Detection examples:
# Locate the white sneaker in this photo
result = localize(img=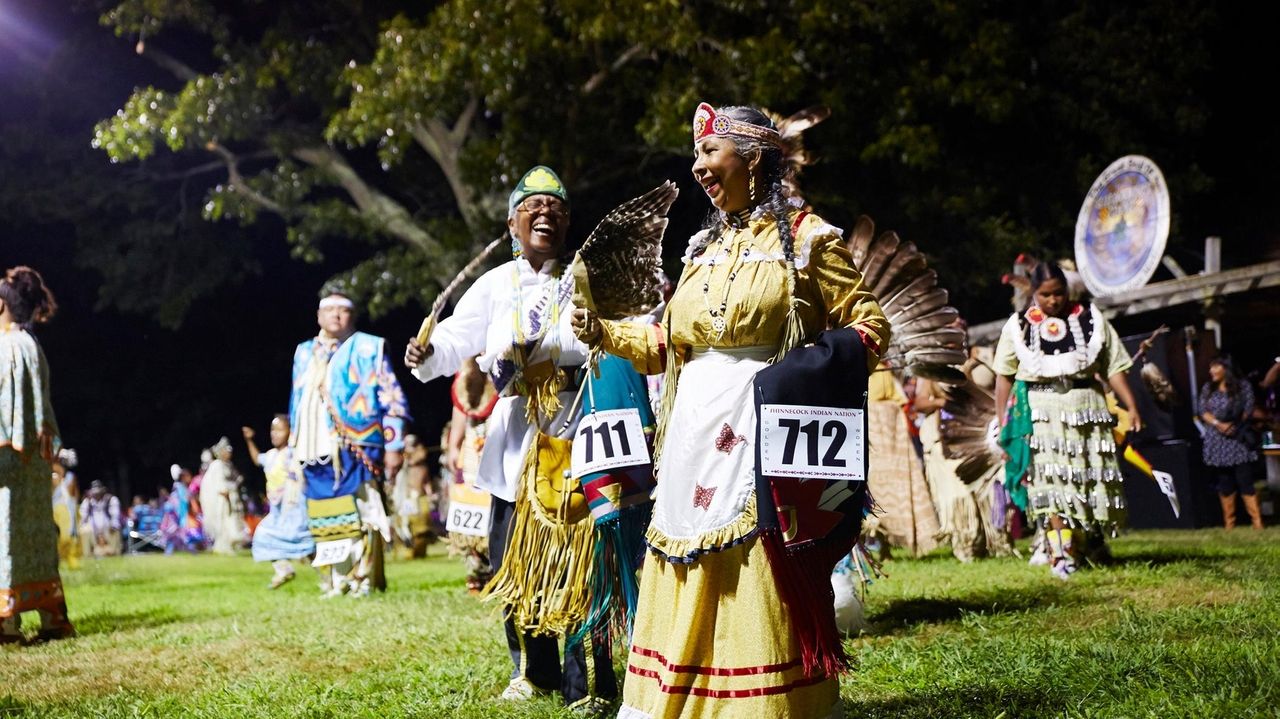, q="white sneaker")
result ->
[502,677,547,701]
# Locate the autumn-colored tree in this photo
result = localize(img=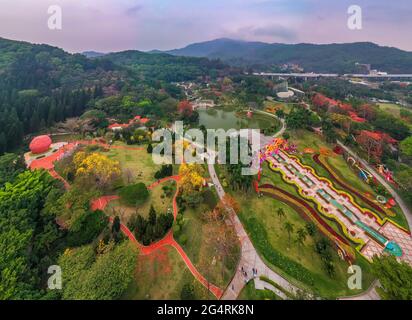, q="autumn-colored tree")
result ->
[330,113,352,134]
[73,151,121,188]
[179,163,205,193]
[177,100,193,116]
[56,118,95,135]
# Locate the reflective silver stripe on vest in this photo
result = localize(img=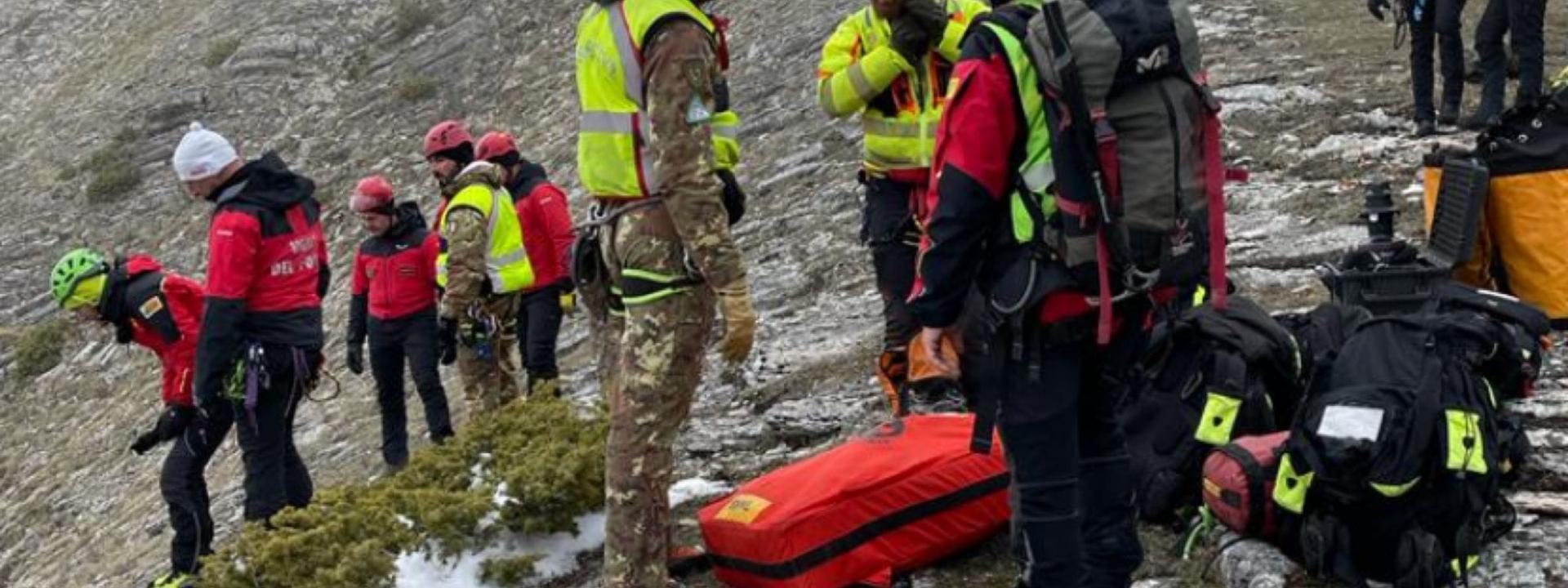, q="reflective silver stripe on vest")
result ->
[484,188,516,292]
[862,118,936,138]
[1024,162,1057,194]
[849,61,880,102]
[610,2,658,196]
[577,111,632,135]
[610,2,648,109]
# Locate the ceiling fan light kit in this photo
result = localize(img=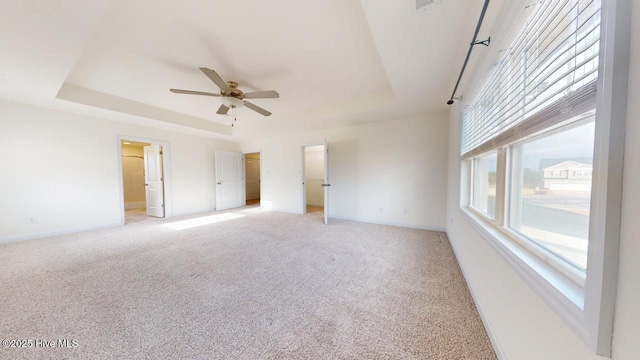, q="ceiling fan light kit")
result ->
[169,67,280,126]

**Written exercise:** Which rows above contain the word "Locate"? Gather every such row and copy each one in full.

**Answer for the task:**
# Locate the white sneaker in this photo
# Locate the autumn-colored tree in this photo
# Locate the reflective silver stripe on vest in this photo
# Locate the ceiling fan light kit in this photo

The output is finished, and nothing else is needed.